The records below need to be printed in full. Keep each one exact.

BEGIN Records to use

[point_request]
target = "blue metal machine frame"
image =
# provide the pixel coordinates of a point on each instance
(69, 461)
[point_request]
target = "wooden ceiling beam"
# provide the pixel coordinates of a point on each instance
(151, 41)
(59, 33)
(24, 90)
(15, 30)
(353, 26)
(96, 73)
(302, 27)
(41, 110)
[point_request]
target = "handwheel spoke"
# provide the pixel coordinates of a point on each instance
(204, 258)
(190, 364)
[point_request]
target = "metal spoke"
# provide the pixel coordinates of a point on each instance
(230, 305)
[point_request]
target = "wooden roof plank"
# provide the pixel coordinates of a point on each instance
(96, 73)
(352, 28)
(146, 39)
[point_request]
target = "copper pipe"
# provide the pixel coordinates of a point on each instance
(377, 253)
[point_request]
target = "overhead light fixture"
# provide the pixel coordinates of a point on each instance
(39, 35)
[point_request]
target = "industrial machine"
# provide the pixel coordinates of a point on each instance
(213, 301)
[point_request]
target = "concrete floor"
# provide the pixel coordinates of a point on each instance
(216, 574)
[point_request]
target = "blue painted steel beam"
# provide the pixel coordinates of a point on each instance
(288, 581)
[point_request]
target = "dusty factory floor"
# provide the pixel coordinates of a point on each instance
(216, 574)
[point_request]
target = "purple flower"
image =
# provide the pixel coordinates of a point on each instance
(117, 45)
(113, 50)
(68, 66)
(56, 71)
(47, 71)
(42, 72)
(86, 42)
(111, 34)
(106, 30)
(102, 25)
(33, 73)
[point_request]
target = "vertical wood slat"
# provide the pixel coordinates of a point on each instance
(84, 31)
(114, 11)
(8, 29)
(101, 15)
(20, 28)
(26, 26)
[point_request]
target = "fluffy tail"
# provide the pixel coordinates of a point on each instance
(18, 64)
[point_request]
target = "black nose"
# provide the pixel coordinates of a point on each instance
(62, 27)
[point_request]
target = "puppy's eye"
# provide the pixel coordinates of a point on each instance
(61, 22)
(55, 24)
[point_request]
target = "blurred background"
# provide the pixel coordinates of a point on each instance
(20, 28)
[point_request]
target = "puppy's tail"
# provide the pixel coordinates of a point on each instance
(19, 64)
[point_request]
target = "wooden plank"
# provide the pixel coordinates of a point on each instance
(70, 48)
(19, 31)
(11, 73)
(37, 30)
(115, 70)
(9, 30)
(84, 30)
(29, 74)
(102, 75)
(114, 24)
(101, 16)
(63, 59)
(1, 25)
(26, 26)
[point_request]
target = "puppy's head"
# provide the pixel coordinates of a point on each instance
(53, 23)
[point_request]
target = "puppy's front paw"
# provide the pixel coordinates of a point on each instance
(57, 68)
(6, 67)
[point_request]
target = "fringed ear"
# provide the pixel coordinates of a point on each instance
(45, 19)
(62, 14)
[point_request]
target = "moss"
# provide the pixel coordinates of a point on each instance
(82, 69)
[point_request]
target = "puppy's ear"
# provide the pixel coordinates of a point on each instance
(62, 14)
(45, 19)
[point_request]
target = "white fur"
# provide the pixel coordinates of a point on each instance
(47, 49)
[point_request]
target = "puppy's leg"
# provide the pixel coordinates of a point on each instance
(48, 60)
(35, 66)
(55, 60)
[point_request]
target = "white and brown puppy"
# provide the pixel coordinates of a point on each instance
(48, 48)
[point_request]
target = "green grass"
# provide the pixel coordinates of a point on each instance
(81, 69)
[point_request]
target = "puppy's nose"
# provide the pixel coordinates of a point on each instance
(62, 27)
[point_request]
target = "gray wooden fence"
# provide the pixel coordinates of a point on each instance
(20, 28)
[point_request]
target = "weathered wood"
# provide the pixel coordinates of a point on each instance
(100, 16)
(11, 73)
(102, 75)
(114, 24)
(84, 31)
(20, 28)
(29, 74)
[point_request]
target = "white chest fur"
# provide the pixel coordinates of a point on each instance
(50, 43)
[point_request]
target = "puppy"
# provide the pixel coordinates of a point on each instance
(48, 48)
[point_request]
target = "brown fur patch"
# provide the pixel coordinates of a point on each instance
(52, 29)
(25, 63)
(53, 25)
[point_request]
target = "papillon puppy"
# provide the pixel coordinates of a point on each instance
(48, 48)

END Records to use

*Written answer*
[point_request]
target = "blue metal machine frame"
image =
# provide the pixel coordinates of a point on each instance
(69, 461)
[point_request]
target = "wooden ceiling beam"
# provide the pixel coordinates of a point on each instance
(151, 41)
(59, 33)
(24, 90)
(15, 30)
(353, 26)
(96, 73)
(302, 27)
(41, 110)
[point_request]
target = "handwheel spoke"
# provide the pixel coordinates of a point on each instance
(204, 258)
(190, 364)
[point_request]
target = "metal spoke"
# provide the pixel coordinates of a point on each instance
(230, 305)
[point_request]
target = "wooden roof plank"
# provide the pixel coordinates of a point on each instance
(96, 73)
(352, 28)
(146, 39)
[point_request]
target = "copper pipe"
# provide the pixel coordinates of a point on each instance
(377, 253)
[point_request]
target = "overhead light fixture"
# provide the pixel coordinates of a point on each instance
(39, 35)
[point_request]
target = "industrial machine"
# provide the pixel coordinates of a point on each instance
(213, 301)
[point_request]
target = "concrete floor"
# provide the pixel coordinates of a point on each instance
(216, 574)
[point_request]
target = "blue painted steel beam"
# provide the pixel coordinates of a point on each instance
(288, 581)
[point_request]
target = "dusty factory floor"
# provide the pixel coordinates of a point on each instance
(216, 574)
[point_request]
target = "purple flower"
image =
# provide the pixel coordinates of a point on each instance
(117, 45)
(113, 50)
(68, 66)
(56, 71)
(47, 71)
(42, 72)
(86, 42)
(111, 34)
(106, 30)
(102, 25)
(33, 73)
[point_request]
target = "vertical wood slat"
# provide the pixel coordinates of a point on each instance
(84, 31)
(114, 11)
(8, 29)
(101, 15)
(20, 28)
(26, 26)
[point_request]
target = "fluffy tail"
# provide the pixel coordinates of a point on each instance
(18, 64)
[point_request]
target = "black nose"
# provide the pixel coordinates of a point on each instance
(62, 27)
[point_request]
target = "puppy's eye"
# provide the pixel coordinates of a point on each instance
(61, 22)
(55, 24)
[point_request]
target = "blurred background"
# provide the pixel coordinates of a point on each instance
(20, 28)
[point_request]
target = "puppy's tail"
# provide the pixel coordinates of a point on each instance
(19, 64)
[point_request]
target = "wooden plank"
# provide the pixel coordinates of a point on each instance
(70, 48)
(19, 31)
(11, 73)
(37, 30)
(115, 70)
(9, 30)
(84, 30)
(29, 74)
(102, 75)
(114, 24)
(101, 16)
(63, 59)
(1, 25)
(26, 26)
[point_request]
target = "puppy's head"
# provide the pixel coordinates of a point on each instance
(53, 23)
[point_request]
target = "puppy's front paw"
# provide the pixel coordinates of a point on each instance
(57, 68)
(6, 67)
[point_request]
target = "fringed ear"
# provide the pixel coordinates of a point on each instance
(45, 19)
(62, 14)
[point_request]
target = "moss"
# provide the pixel coordinates of a point on each instance
(82, 69)
[point_request]
target = "puppy's ear"
# provide the pixel coordinates of a point on each instance
(62, 14)
(45, 19)
[point_request]
target = "white fur"
# provide the pixel coordinates of a point on each instance
(47, 49)
[point_request]
target = "puppy's leg"
# provide the pixel coordinates of a point on each instance
(48, 60)
(35, 66)
(55, 60)
[point_request]
target = "white and brown puppy"
# provide the pixel coordinates of a point on each instance
(48, 48)
[point_request]
target = "green grass"
# provide the pixel coordinates of a point on each instance
(81, 69)
[point_request]
target = "puppy's nose"
# provide the pixel coordinates of a point on each instance
(62, 27)
[point_request]
target = "gray wooden fence"
# provide the pixel coordinates of a point on each instance
(20, 28)
[point_request]
target = "weathered wood"
# provide the pixel coordinates of a point on each instance
(100, 16)
(11, 73)
(102, 75)
(114, 24)
(84, 31)
(20, 28)
(29, 74)
[point_request]
target = "white chest fur"
# provide the pixel coordinates of a point on each instance
(50, 43)
[point_request]
target = "puppy"
# provide the pixel coordinates of a point on each instance
(48, 48)
[point_request]
target = "brown fur patch"
# provide the pixel coordinates of a point on each instance
(52, 29)
(25, 63)
(53, 25)
[point_request]
target = "papillon puppy"
# provide the pixel coordinates of a point on each instance
(48, 48)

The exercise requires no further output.